## [Document extract]
# Engine displays



## Tin Falcon (Dec 21, 2007)

As a new year and for some of us a new ME show season starts I thought I would post a thread on displaying engines. Personally I think exhibiting at the shows and talking to folks about the little engines is a blast. Many people just put there engines on the plastic table cloth or bare table hook up the air and that is it. In building see through engines I learned the need to raise my display so all but the little tikes do no have to stand on their heads to see how they work. My wife and I came up with the Idea of a stair step display box that also doubles as a transport case for the engines. We now have two that have evolved as we have done shows. These boxes also house the regulators and manifolds(metal aquarium valve manifolds) that feed the engines the boxes also help hold the name tags for the engines. 
So here is one of the boxes at a show.






And the back side with doors closed in transport mode. 




and here is a shot of the regulators




the second box has a shelf inside and the front shelf lifts up for storage and easy access. We also put a bright colored table cloth on the table to mark out our area and add visual interest to the display.The cost of these was minimal the main boxes were a couple bucks from a going out of business sale at a local craft store the rest of the wood was mostly salvaged packing crates the finishing material was left over from refinishing a floor and the only stuff purchased was the aquarium valves and the hardware. I already had the regulators from doing shows. 
Tin


----------



## Brass_Machine (Dec 21, 2007)

Very cool. My work is not yet ready for any shows... maybe 2009.

Are you going to be at the Cabin Fever expo this January?

Eric


----------



## Tin Falcon (Dec 21, 2007)

yes plan on being there,
Tin


----------



## PolskiFran (Dec 21, 2007)

Tin, Nice work as always. What did you use for an expansion tank in your cabinet? 

Frank


----------



## Tin Falcon (Dec 22, 2007)

## [Instruction 1]
Count the rows below that contain the word "basketball", and reply with only that number.

## [Record extracts]
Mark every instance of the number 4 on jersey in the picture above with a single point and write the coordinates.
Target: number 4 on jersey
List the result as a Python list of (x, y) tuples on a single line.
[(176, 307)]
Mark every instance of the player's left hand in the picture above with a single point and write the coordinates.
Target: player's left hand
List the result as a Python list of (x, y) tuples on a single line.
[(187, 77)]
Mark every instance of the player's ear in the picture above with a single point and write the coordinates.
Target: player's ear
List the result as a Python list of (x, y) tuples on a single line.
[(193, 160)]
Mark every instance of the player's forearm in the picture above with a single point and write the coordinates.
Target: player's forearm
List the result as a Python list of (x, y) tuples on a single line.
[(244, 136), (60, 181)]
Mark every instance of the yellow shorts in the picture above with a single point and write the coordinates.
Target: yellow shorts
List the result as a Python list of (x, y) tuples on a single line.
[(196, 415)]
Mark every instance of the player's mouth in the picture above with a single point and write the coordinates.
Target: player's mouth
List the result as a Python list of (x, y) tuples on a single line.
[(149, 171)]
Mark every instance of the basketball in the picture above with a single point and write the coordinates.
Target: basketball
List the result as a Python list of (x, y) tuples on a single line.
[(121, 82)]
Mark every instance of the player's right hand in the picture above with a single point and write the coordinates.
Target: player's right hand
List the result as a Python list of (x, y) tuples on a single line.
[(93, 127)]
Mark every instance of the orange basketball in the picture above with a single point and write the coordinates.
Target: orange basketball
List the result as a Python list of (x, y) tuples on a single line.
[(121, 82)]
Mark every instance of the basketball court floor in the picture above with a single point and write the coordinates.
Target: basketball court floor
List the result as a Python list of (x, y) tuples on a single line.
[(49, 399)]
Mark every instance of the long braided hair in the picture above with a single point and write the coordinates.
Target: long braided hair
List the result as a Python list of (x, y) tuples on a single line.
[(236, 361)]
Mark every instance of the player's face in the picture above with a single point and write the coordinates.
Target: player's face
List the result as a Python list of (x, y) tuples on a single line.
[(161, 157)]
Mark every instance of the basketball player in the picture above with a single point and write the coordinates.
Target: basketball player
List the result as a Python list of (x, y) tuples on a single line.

## [Instruction 2]
Resume the forum thread above on displaying model engines at shows, continuing from where it stops.

## [Task output 1]
8

## [Task output 2]
Frank :
it was a find at the flea market. Only the one regulator has it the other 3 have oil separators/filters I picked up at the shows from the guy who sell surplus pneumatic stuff. These are the same boxes you have seen at the shows but wanted to post them here for others to see. The lasted mod you haven't seen is the one display shelf that was screwed on for storage access is now hinged with magnetic catches. It became a pain to have to pull out a screwdriver each time I needed to open or close the storage compartments . Also the hinge pins are removable should I want or need to remove them at the shows for easier access or should I find them to be in the way at shows.
Hmm frank you just sparked an interesting thought. I think I have an unused fire extinguisher tank that would fit in the front compartment that could smooth things out quite a bit as it seems like pressures vary at the shows as folks start and stop engines. Another mod and more plumbing thanks to you LOL!!
Tin


----------



## PolskiFran (Dec 22, 2007)

I am going to make another compressor rig to take to the shows. I need something a little more compact than the Briggs driven Binks spray unit I'm currently using. I am keeping a lookout for a small tank to use on the project.

Frank


----------



## Tin Falcon (Dec 23, 2007)

frank :
 Fire extinguishers have a shelf life IIRC 10 - 12 years. If you have one much older than that the right size replace it with a new one and use the tank for you project just a thought. dry chems are charged to 195 psi so using one that is still in good shape via visual inspection ie good original paint and little to no corrosion you should be fine. The powder is a bit corrosive so needs to be cleaned out well. Did you see Firebird's compressor? I am working on a similar one.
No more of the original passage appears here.